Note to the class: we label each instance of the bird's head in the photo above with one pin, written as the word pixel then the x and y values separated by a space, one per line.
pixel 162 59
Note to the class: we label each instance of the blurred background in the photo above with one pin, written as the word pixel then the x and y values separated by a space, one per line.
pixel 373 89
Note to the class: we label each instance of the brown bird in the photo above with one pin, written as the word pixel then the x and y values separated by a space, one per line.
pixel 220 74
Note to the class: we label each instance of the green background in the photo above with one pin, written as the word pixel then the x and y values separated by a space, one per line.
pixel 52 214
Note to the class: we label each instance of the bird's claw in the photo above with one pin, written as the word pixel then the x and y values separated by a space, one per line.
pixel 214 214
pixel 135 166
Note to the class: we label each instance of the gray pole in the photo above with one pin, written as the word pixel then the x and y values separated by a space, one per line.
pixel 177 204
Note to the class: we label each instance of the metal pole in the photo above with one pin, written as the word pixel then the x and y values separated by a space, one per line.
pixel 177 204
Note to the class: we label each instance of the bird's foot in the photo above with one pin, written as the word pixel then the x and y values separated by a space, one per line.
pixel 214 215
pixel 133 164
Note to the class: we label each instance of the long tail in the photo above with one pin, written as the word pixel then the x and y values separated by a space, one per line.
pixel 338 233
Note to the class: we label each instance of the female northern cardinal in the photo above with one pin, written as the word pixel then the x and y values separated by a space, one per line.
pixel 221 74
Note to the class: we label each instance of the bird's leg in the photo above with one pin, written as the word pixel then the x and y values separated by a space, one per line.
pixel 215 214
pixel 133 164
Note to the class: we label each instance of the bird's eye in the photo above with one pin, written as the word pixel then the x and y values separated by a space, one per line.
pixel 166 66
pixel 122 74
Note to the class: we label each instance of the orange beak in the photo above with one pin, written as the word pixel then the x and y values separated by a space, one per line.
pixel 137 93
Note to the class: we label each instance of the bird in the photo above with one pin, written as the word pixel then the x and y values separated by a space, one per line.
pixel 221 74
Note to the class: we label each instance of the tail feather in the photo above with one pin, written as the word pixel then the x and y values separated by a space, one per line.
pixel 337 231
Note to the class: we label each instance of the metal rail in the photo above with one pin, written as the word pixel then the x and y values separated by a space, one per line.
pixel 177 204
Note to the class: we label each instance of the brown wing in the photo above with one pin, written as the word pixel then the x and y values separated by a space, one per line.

+---+

→ Instructions for the task
Reproduce the listing above verbatim.

→ Task result
Note to the class: we label each instance of the bird's head in the photo above with one pin, written as the word pixel then the x and y values separated by a space, one per line.
pixel 162 59
Note to the class: we label each instance of the blurred background in the photo above with one pin, written as the word pixel then the x and y values separated by a space, one per line.
pixel 373 89
Note to the class: we label each instance of the brown bird in the photo above with one pin, written as the word pixel then the x and y values separated by a space, one per line.
pixel 220 74
Note to the class: we label each instance of the green background in the photo above with one pin, written as the word pixel then the x and y values separated by a space, one per line.
pixel 52 214
Note to the class: we label each instance of the bird's claw in the photo above with one pin, written as the word pixel then the x and y values separated by a space, one per line.
pixel 214 214
pixel 135 166
Note to the class: we label each instance of the gray pole in the photo above with one pin, written as the word pixel then the x and y values separated by a space, one per line.
pixel 177 204
Note to the class: we label each instance of the metal pole in the photo above with one pin, written as the word pixel then the x and y values separated by a space, one per line.
pixel 177 204
Note to the class: we label each instance of the bird's foot in the photo above with one pin, written as the word pixel then the x and y values separated by a space, one per line.
pixel 214 215
pixel 133 164
Note to the class: we label each instance of the long tail in the photo above with one pin, written as the word pixel then the x and y values separated by a space, one per line.
pixel 338 233
Note to the class: we label each instance of the female northern cardinal in the photo above with one pin, written as the word pixel then the x and y values separated by a space, one per line.
pixel 221 74
Note to the class: we label each instance of the bird's leg in the photo above with one pin, written as the word pixel then the x and y values separated by a space, one per line.
pixel 215 214
pixel 133 164
Note to the class: we label each instance of the bird's eye in the photo above with one pin, written as the word pixel then the x and y values separated by a space, one per line.
pixel 166 66
pixel 122 74
Note to the class: we label each instance of the orange beak in the photo above with one pin, written as the word pixel then the x and y values separated by a space, one per line.
pixel 137 93
Note to the class: we label each instance of the bird in the photo above with one pin, written as the word pixel then the x and y values separated by a space, one per line.
pixel 221 74
Note to the class: we label each instance of the tail feather in the photo above with one pin, written as the word pixel then the x and y values separated by a space, one per line.
pixel 337 231
Note to the class: we label each instance of the metal rail in the photo above with one pin, written as the word pixel then the x and y values separated by a space, one per line.
pixel 177 204
Note to the class: we label each instance of the brown wing in the photo above with one pin, written as the word pixel then the x and y values separated by a space, one per line.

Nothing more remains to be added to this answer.